“Kneecap” —The Irish Language Doc/Feature — Makes A Bizarre Splash at This Year’s Tribeca Festival

Photo: Brad Balfour

Report by Brad Balfour

Film: “Kneecap”
Director/Screenwriter: Rich Peppiatt  
Cast: Naoise Ó Cairealláin (“Móglaí Bap”), JJ Ó Dochartaigh (“Dj Provaí”), Liam Óg Ó Hannaidh (“Mo Chara”), Michael Fassbender, Josie Walker, Simone Kirby

Initially I didn’t expect to see much at this year’s Tribeca Festival. Now in its 23rd year, the event, running from June 5-16, has evolved from the Tribeca Film Festival which had been founded in the wake of 9/11as a way to draw crowds back to downtown. In the aftermath of this attack by Muslim extremists, the Festival sought not only to reignite interest but to reinvigorate creative passions for the city to unify people uptown, downtown and world wide.

As it established itself as an institution, it incorporated most of the arts and the social scene of New York City, moving beyond its original mission. It also became unwieldy and bloated, running nearly two weeks, engaging every level of social status and sort of art-making from film to gaming. In acknowledging the change, it became the Tribeca Festival.

Such an amalgam of the arts, it made this festival worthy of renewed consideration and the natural place to showcase such a film as the hybrid production of “Kneecap.”

WRITTEN PROBLEM
Write the next few paragraphs of the report on "Kneecap" at the Tribeca Festival, beginning right after its final sentence.

RECORD EXCERPTS
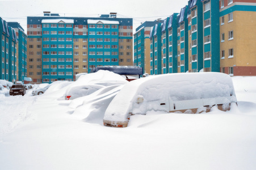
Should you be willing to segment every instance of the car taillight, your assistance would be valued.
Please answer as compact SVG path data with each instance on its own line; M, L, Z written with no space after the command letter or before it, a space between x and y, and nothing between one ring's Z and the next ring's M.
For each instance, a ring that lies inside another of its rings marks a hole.
M70 97L71 97L71 96L66 96L65 97L66 100L69 100L69 98L70 98Z

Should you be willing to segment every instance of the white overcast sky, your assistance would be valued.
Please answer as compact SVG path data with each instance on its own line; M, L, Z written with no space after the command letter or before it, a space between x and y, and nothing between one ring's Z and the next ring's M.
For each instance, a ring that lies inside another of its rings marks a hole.
M117 18L132 18L133 31L145 21L164 19L179 13L188 0L0 0L0 17L17 22L27 31L27 16L42 16L43 11L61 16L98 17L117 12ZM134 32L133 32L134 33Z

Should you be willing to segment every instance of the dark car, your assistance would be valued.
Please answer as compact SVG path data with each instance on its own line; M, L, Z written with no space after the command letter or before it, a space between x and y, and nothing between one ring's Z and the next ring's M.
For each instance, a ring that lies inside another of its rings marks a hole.
M23 84L14 84L12 85L10 90L10 95L19 95L24 96L26 94L26 87Z

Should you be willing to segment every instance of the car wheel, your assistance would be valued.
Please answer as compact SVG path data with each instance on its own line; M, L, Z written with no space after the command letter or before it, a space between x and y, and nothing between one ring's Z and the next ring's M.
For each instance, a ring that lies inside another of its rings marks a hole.
M44 94L44 92L42 92L42 91L40 91L40 92L39 92L38 93L37 93L37 95L42 95L42 94Z

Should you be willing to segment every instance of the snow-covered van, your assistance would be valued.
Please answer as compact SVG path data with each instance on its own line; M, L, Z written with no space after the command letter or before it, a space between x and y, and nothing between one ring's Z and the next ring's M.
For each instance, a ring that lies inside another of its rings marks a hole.
M230 76L220 73L150 76L125 84L107 108L104 126L126 127L131 115L150 110L200 113L217 105L230 109L237 99Z

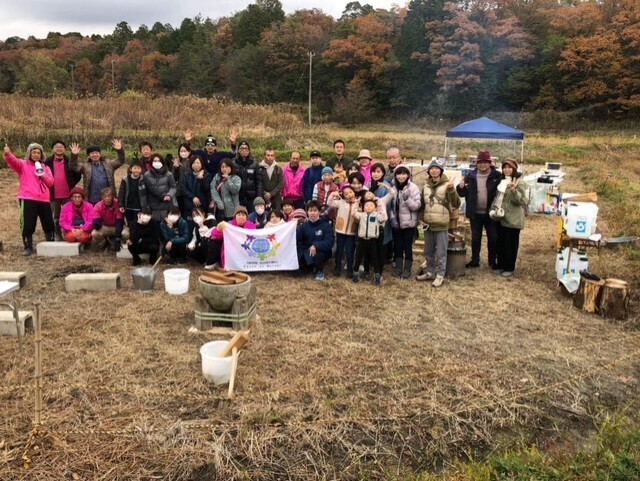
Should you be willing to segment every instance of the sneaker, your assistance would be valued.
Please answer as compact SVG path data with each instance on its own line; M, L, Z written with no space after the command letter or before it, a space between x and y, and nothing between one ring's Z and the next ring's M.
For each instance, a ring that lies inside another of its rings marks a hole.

ANSWER
This 2024 comedy drama showcases the rise of this Belfast-based hip-hop trio which had a dynamic premiere in NYC , first with a screening of the Sundance Award winning film, and then with a short live performance in a Brooklyn venue, Baby’s All Right. It is in competition in this year’s Festival.

“Kneecap” stars the band members as themselves, as well as Irish actor Michael Fassbender (who plays a fugitive IRA member who also happens to be one of the band’s dad). The film debuted at the Sundance Film Festival on January 18, 2024, the first film in the Irish language to do so.

Set in West Belfast, the film depicts how Kneecap came to be formed and how its  unique sound of rapping in Gaelic developed. In fact, the movie’s undercurrent describes the battle to legalize the speaking and teaching of Gaelic in Northern Ireland. For its advocates, this conflict was part and parcel of the same battle to unify the island.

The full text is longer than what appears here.